▸ Exercise goal:
If an entry holds a picture, leave the picture out and copy the rest of the listing exactly.

▸ Task inputs:
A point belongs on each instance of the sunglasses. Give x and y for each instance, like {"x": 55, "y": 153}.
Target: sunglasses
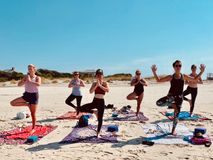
{"x": 178, "y": 66}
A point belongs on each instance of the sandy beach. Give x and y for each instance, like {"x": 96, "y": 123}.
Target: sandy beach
{"x": 52, "y": 105}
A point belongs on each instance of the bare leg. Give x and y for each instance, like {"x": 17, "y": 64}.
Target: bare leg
{"x": 175, "y": 121}
{"x": 139, "y": 101}
{"x": 18, "y": 102}
{"x": 33, "y": 108}
{"x": 132, "y": 96}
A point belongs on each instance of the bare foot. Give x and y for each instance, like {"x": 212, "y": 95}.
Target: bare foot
{"x": 96, "y": 113}
{"x": 98, "y": 135}
{"x": 174, "y": 133}
{"x": 32, "y": 131}
{"x": 190, "y": 102}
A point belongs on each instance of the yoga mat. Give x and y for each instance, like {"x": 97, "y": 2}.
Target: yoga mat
{"x": 88, "y": 135}
{"x": 160, "y": 133}
{"x": 71, "y": 116}
{"x": 20, "y": 135}
{"x": 184, "y": 116}
{"x": 131, "y": 116}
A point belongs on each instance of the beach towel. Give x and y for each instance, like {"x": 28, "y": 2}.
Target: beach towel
{"x": 20, "y": 135}
{"x": 160, "y": 133}
{"x": 88, "y": 135}
{"x": 131, "y": 116}
{"x": 185, "y": 116}
{"x": 70, "y": 115}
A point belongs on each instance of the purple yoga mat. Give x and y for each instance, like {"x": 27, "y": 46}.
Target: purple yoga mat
{"x": 88, "y": 135}
{"x": 131, "y": 116}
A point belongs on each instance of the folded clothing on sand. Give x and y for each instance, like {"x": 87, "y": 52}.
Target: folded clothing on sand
{"x": 89, "y": 135}
{"x": 71, "y": 116}
{"x": 131, "y": 116}
{"x": 20, "y": 135}
{"x": 185, "y": 116}
{"x": 160, "y": 133}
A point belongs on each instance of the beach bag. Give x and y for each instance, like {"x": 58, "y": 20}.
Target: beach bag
{"x": 112, "y": 128}
{"x": 83, "y": 121}
{"x": 201, "y": 141}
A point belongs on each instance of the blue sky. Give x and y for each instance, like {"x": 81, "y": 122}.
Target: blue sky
{"x": 116, "y": 35}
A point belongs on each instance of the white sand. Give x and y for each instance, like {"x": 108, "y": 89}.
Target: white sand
{"x": 52, "y": 105}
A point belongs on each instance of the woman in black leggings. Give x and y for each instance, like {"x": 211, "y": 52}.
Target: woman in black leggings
{"x": 192, "y": 89}
{"x": 100, "y": 87}
{"x": 175, "y": 95}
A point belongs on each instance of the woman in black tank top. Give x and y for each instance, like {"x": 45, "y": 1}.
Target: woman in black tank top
{"x": 138, "y": 92}
{"x": 175, "y": 95}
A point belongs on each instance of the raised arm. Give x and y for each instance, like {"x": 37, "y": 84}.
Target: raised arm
{"x": 93, "y": 87}
{"x": 195, "y": 79}
{"x": 82, "y": 84}
{"x": 158, "y": 79}
{"x": 21, "y": 82}
{"x": 134, "y": 82}
{"x": 144, "y": 82}
{"x": 37, "y": 82}
{"x": 105, "y": 88}
{"x": 200, "y": 81}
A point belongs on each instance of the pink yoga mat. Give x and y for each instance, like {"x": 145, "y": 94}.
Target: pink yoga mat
{"x": 20, "y": 135}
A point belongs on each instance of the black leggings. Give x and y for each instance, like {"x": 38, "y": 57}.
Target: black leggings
{"x": 193, "y": 92}
{"x": 71, "y": 98}
{"x": 96, "y": 104}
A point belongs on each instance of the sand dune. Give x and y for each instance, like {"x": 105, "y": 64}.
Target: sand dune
{"x": 52, "y": 105}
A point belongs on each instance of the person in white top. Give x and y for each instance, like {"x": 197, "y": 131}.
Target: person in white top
{"x": 76, "y": 83}
{"x": 192, "y": 88}
{"x": 30, "y": 97}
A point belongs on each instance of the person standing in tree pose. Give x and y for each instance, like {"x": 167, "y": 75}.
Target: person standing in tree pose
{"x": 30, "y": 97}
{"x": 192, "y": 88}
{"x": 100, "y": 87}
{"x": 175, "y": 95}
{"x": 138, "y": 82}
{"x": 76, "y": 83}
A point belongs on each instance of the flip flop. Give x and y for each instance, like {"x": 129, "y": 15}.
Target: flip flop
{"x": 149, "y": 143}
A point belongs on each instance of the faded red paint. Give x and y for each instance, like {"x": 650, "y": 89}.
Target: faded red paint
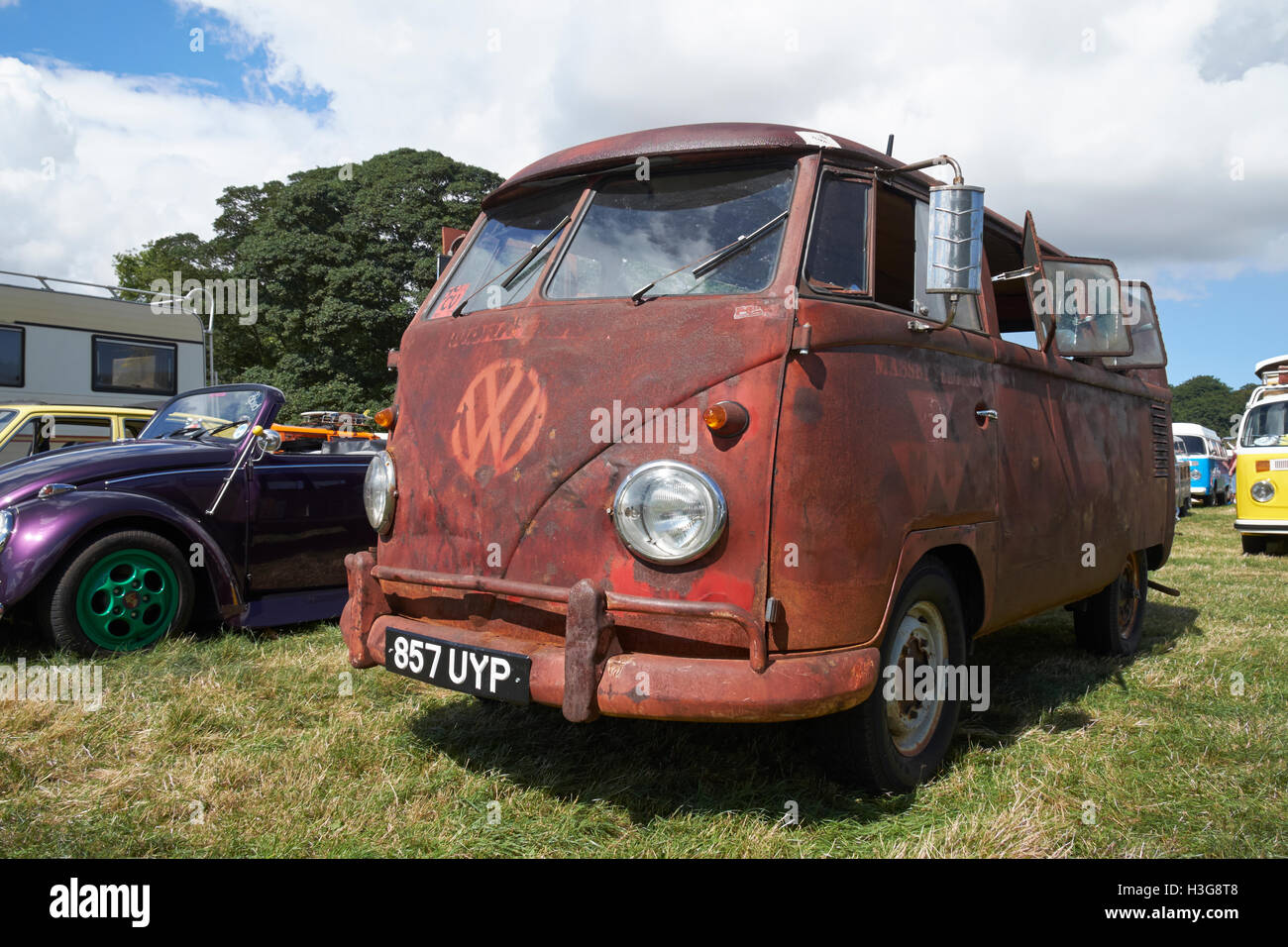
{"x": 502, "y": 493}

▸ Task solution:
A point belongs on each instance of the sunglasses. Give x and y for each instance, like {"x": 55, "y": 153}.
Target: sunglasses
{"x": 178, "y": 66}
A point belongs on each instance of the sandy beach. Give x and y for each instance, like {"x": 96, "y": 123}.
Target: sandy beach
{"x": 52, "y": 105}
A point belongs on each instance of the bare leg. Give x and y for each instance, like {"x": 17, "y": 64}.
Target: bare leg
{"x": 175, "y": 121}
{"x": 139, "y": 101}
{"x": 18, "y": 102}
{"x": 33, "y": 108}
{"x": 132, "y": 96}
A point belongs on each instance of the bare foot. Give x and y for each instance, like {"x": 212, "y": 95}.
Target: bare foot
{"x": 96, "y": 113}
{"x": 98, "y": 135}
{"x": 174, "y": 133}
{"x": 32, "y": 131}
{"x": 190, "y": 102}
A point belongs on each instance of the yoga mat. Give x and y for each instance, like {"x": 97, "y": 2}.
Target: yoga mat
{"x": 88, "y": 135}
{"x": 160, "y": 133}
{"x": 71, "y": 116}
{"x": 20, "y": 135}
{"x": 184, "y": 116}
{"x": 131, "y": 116}
A point belongs on each instance of the beach towel. Give x and y for each instance, like {"x": 28, "y": 2}.
Target: beach towel
{"x": 20, "y": 135}
{"x": 160, "y": 133}
{"x": 88, "y": 135}
{"x": 131, "y": 116}
{"x": 185, "y": 116}
{"x": 70, "y": 115}
A point belongs on each instance of the purple yoga mat. Give x and y for each instance, like {"x": 27, "y": 46}.
Target: purple yoga mat
{"x": 88, "y": 135}
{"x": 131, "y": 116}
A point belongs on each instance of the folded clothing on sand. Give x and y for each instance, like {"x": 87, "y": 52}.
Target: folded clothing on sand
{"x": 89, "y": 135}
{"x": 71, "y": 116}
{"x": 131, "y": 116}
{"x": 20, "y": 135}
{"x": 185, "y": 116}
{"x": 160, "y": 133}
A point belongs on each instance of the beach bag. Give x and y for each instance, like {"x": 58, "y": 20}.
Target: beach bag
{"x": 112, "y": 128}
{"x": 83, "y": 121}
{"x": 201, "y": 141}
A point belongs on each instance of the blue sky. Give x and y for each instance, like {"x": 81, "y": 122}.
Target: blue sky
{"x": 116, "y": 35}
A point belongs on each instance of the white sand. Give x and y for each instance, like {"x": 108, "y": 89}.
Target: white sand
{"x": 52, "y": 105}
A point belongs on each instance of the woman in black leggings. Give x and y for each instance, like {"x": 211, "y": 52}.
Target: woman in black leggings
{"x": 192, "y": 89}
{"x": 100, "y": 87}
{"x": 175, "y": 95}
A point belongs on each instance of the woman in black tank top. Give x and y for each instance, like {"x": 45, "y": 1}.
Target: woman in black tank top
{"x": 138, "y": 92}
{"x": 175, "y": 95}
A point belongs on each instance of the raised arm. Give x and y for each instance, like {"x": 37, "y": 84}.
Target: raised arm
{"x": 93, "y": 87}
{"x": 195, "y": 79}
{"x": 82, "y": 84}
{"x": 158, "y": 79}
{"x": 21, "y": 82}
{"x": 134, "y": 82}
{"x": 144, "y": 82}
{"x": 37, "y": 82}
{"x": 105, "y": 88}
{"x": 200, "y": 81}
A point belongs on each instance of the pink yoga mat. Give x and y for each instance, like {"x": 145, "y": 94}.
Target: pink yoga mat
{"x": 20, "y": 135}
A point belongs on each instance of the black leggings. Give x and y for each instance, like {"x": 38, "y": 57}.
Target: black leggings
{"x": 193, "y": 92}
{"x": 71, "y": 98}
{"x": 96, "y": 104}
A point belongs on each instance of the sand dune. Give x and y for each instance, like {"x": 105, "y": 64}.
Target: sand dune
{"x": 52, "y": 105}
A point belongs on each instance of the person in white top. Give x and y for each instance, like {"x": 197, "y": 131}.
Target: person in white top
{"x": 76, "y": 83}
{"x": 192, "y": 88}
{"x": 30, "y": 97}
A point belongs on each instance of the person standing in tree pose. Give x and y for each instance, like {"x": 167, "y": 75}.
Target: person standing in tree pose
{"x": 30, "y": 97}
{"x": 192, "y": 88}
{"x": 100, "y": 87}
{"x": 175, "y": 95}
{"x": 138, "y": 82}
{"x": 76, "y": 83}
A point belongs on each instance of the flip flop. Give x and y for each instance, like {"x": 129, "y": 15}.
Target: flip flop
{"x": 149, "y": 143}
A point belongs on each instance of the faded red paint. Give x and y for each instance, like {"x": 650, "y": 89}.
Target: faded red paint
{"x": 502, "y": 493}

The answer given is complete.